— START OF PROVIDED TEXT —
Attorney General Liz Murrill filed a lawsuit Thursday targeting the massively popular online gaming site, accusing it of fostering conditions that allow child predators to operate with little resistance.
We obtained a copy of the complaint for you here.
Murrill said the platform’s failure to verify user ages has created a breeding ground for abuse, and she is urging major tech companies to adopt strict age verification protocols. “Roblox is overrun with harmful content and child predators because it prioritizes user growth, revenue, and profits over child safety,” she stated in a press release.
“Big Tech platforms must get on board with age verification laws,” Murrill posted on X.
In her view, the platform’s continued operation poses a danger to young users. “Due to Roblox’s lack of safety protocols, it endangers the safety of the children of Louisiana,” she said.
The complaint, filed in state court, paints a picture of a digital environment where safeguards are minimal and adult predators can exploit anonymity to target children.
The push for tighter restrictions aligns with legislative efforts in the state, such as Rep. Laurie Schlegel’s Kids Online Protection and Anti-Grooming Act. While the bill doesn’t directly impose age verification, its provisions make it practically unavoidable.
Platforms would be responsible for preventing minors from interacting with adults online, a requirement that could only be met through verifying user ages.
Roblox, which boasts over 111 million monthly users, describes itself as “the ultimate virtual universe that lets you create, share experiences with friends, and be anything you can imagine.”
— END OF PROVIDED TEXT —
— START OF GIVEN DATA —
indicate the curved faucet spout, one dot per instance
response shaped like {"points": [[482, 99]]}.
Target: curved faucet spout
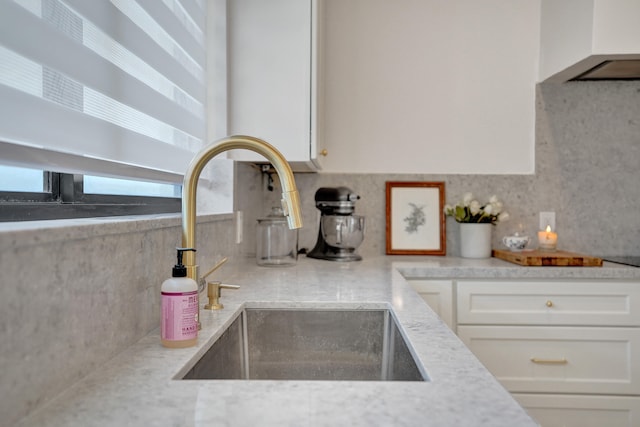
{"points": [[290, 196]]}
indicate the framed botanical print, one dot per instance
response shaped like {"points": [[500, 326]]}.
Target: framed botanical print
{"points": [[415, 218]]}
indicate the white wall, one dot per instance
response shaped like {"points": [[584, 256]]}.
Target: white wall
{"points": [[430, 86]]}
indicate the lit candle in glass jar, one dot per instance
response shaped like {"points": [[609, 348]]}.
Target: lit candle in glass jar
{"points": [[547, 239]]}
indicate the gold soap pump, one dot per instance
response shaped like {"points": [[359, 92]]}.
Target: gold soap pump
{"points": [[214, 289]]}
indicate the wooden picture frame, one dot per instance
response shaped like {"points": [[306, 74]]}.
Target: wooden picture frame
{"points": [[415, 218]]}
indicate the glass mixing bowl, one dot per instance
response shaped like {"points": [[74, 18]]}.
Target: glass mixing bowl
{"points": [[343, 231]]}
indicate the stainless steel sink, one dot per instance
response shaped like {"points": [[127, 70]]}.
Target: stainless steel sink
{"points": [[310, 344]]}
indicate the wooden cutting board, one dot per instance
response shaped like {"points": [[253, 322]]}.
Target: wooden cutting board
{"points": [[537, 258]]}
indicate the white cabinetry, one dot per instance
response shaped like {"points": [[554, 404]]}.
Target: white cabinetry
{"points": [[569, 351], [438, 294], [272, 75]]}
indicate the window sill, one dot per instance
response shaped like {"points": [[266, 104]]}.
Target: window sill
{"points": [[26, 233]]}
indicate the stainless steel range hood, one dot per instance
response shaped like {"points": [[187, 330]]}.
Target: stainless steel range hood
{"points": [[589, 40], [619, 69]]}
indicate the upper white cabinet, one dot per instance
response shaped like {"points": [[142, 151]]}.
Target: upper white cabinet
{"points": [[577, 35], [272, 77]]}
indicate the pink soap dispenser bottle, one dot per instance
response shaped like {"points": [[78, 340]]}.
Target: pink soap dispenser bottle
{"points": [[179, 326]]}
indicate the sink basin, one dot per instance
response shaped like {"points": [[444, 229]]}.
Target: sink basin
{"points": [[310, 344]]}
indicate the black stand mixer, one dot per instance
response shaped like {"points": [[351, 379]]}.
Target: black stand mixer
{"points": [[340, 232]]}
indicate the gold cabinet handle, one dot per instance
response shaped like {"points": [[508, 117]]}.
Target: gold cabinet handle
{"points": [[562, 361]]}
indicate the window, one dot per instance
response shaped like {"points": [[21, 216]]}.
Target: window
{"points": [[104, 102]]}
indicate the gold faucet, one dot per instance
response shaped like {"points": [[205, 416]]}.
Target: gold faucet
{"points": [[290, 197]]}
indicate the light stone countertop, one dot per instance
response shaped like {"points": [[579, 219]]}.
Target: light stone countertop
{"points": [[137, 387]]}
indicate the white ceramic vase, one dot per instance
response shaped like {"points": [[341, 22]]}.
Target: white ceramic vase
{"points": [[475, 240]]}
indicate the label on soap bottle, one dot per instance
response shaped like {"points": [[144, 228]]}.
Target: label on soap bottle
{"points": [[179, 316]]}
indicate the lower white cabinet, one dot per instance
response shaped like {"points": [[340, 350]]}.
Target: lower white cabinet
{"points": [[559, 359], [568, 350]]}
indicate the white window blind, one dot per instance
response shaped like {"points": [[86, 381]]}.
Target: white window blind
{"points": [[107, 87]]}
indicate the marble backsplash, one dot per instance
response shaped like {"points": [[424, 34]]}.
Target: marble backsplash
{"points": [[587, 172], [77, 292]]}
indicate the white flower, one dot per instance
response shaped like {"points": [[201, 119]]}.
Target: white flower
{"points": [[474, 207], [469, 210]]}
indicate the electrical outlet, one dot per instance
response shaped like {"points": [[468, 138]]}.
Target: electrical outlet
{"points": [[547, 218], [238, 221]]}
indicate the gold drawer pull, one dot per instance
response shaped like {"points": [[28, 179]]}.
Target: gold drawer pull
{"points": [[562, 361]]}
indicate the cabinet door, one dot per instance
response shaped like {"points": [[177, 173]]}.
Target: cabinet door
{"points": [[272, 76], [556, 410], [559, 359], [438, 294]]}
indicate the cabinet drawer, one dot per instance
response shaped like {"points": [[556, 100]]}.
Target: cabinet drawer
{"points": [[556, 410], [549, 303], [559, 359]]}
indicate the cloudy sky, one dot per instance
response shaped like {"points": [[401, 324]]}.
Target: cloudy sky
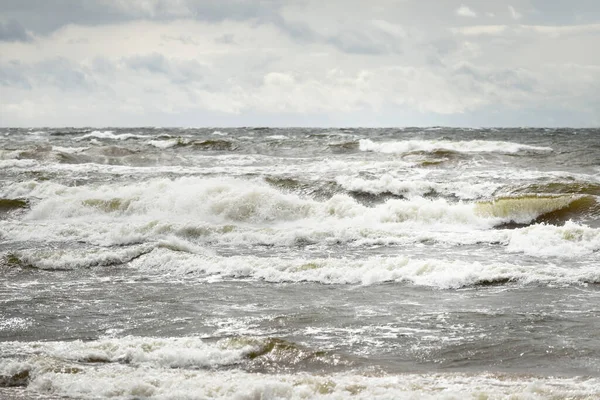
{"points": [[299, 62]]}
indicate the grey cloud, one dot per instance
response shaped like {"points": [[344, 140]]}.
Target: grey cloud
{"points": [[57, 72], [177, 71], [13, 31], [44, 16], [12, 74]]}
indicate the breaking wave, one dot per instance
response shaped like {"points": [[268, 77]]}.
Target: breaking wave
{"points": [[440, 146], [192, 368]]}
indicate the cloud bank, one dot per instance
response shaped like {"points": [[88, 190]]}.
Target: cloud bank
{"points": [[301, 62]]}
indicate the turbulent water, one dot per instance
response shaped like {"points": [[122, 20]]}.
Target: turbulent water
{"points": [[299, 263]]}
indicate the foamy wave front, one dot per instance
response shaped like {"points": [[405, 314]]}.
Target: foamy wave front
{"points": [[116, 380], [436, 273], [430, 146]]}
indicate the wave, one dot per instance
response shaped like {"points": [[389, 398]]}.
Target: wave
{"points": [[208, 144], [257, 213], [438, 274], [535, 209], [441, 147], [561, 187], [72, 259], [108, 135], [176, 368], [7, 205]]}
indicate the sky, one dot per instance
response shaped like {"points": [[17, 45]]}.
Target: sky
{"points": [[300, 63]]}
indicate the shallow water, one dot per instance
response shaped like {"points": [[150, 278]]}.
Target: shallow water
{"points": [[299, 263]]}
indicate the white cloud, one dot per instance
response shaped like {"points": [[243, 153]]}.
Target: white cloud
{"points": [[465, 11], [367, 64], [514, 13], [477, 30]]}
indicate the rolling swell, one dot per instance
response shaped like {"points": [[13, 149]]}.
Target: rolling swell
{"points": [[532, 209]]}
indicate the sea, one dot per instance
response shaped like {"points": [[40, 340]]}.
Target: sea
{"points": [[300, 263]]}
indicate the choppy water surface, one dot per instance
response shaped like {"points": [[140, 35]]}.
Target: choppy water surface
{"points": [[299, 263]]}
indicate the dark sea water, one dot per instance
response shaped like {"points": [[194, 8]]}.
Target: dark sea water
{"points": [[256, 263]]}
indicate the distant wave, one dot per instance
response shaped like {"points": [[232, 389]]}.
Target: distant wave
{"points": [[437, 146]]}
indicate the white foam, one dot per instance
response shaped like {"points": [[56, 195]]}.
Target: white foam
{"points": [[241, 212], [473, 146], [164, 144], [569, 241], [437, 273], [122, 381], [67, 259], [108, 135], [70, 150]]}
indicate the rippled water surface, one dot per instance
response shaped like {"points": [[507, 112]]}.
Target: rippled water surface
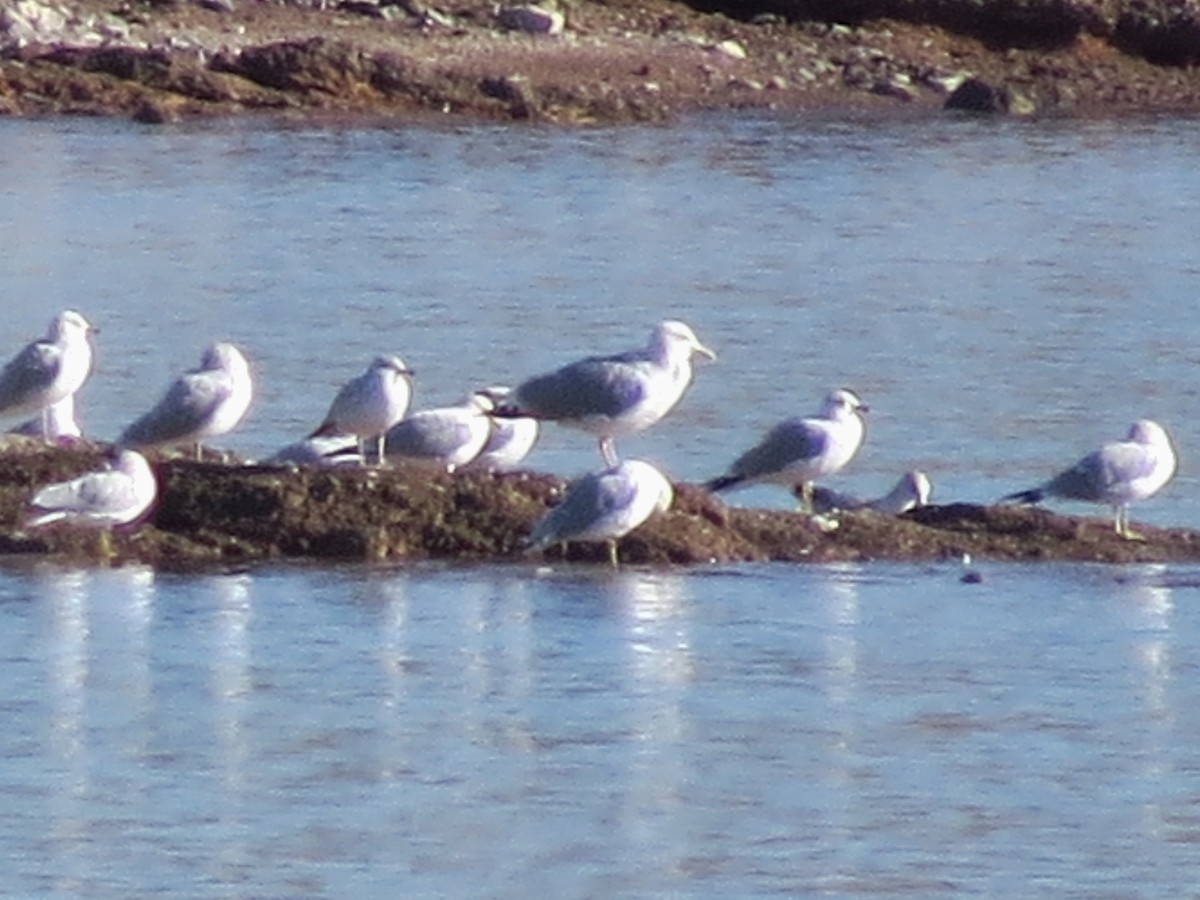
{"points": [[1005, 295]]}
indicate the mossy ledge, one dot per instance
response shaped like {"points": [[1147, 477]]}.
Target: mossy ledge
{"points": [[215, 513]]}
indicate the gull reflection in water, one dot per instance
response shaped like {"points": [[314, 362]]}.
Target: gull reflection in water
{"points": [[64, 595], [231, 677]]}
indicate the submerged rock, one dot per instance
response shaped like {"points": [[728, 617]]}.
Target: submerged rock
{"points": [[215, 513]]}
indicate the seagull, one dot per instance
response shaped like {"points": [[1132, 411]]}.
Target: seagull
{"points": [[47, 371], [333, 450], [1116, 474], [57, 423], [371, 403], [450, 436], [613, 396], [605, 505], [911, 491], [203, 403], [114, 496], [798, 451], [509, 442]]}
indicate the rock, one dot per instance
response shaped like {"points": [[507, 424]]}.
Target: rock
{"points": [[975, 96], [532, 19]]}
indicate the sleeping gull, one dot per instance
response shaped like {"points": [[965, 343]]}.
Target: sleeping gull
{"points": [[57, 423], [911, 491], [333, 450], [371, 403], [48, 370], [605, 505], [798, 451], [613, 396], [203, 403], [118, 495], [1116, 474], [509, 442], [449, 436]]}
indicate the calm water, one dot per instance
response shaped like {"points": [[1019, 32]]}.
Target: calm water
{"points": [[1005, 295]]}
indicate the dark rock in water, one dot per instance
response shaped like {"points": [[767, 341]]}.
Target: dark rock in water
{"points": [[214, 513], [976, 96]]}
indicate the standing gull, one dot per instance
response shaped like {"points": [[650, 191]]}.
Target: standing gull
— END OF GIVEN DATA —
*REQUIRED TASK 1:*
Translate this sentence from the article on Louisiana's lawsuit against Roblox into Spanish: "Big Tech platforms must get on board with age verification laws," Murrill posted on X.
*REQUIRED TASK 2:*
Write a few more paragraphs of the article on Louisiana's lawsuit against Roblox, starting after its final sentence.

*EXERCISE RESULT 1:*
"Las grandes plataformas tecnológicas deben sumarse a las leyes de verificación de edad", publicó Murrill en X.

*EXERCISE RESULT 2:*
While the platform does impose some limits, like restricting the sharing of personal information and disabling video or image sharing in chats, users continue to find ways to bypass these controls.
The company claims to have a “zero-tolerance policy for the exploitation of minors” and restricts chat capabilities for users under 13 unless granted explicit parental permission. Additionally, private chats are unencrypted, allowing Roblox to monitor conversations internally.
Despite these efforts, Murrill argues that the lack of a digital ID requirement leaves the door wide open for abuse. Users can sign up without any real barrier, meaning children, teenagers, and adults posing as kids all mix within the same digital spaces.
More: The Digital ID and Online Age Verification Agenda
The company has recently taken some steps toward addressing these concerns. In July, Roblox introduced a system requiring teens aged 13 to 17 to submit a video selfie to access unrestricted chat features, but only if they choose to interact with “trusted connections.” The feature is still in testing, according to the company’s website.
In a statement made earlier this month, Roblox said it had implemented artificial intelligence tools to identify possible signs of exploitation, including sexually suggestive language. According to the company, these tools resulted in over 1,200 reports being sent to the National Center for Missing and Exploited Children in the first half of 2025.
Murrill’s campaign to mandate age verification on platforms like Roblox is meeting strong resistance online, where a growing chorus of voices argues the move would do little to protect children while inflicting serious harm on privacy and civil liberties.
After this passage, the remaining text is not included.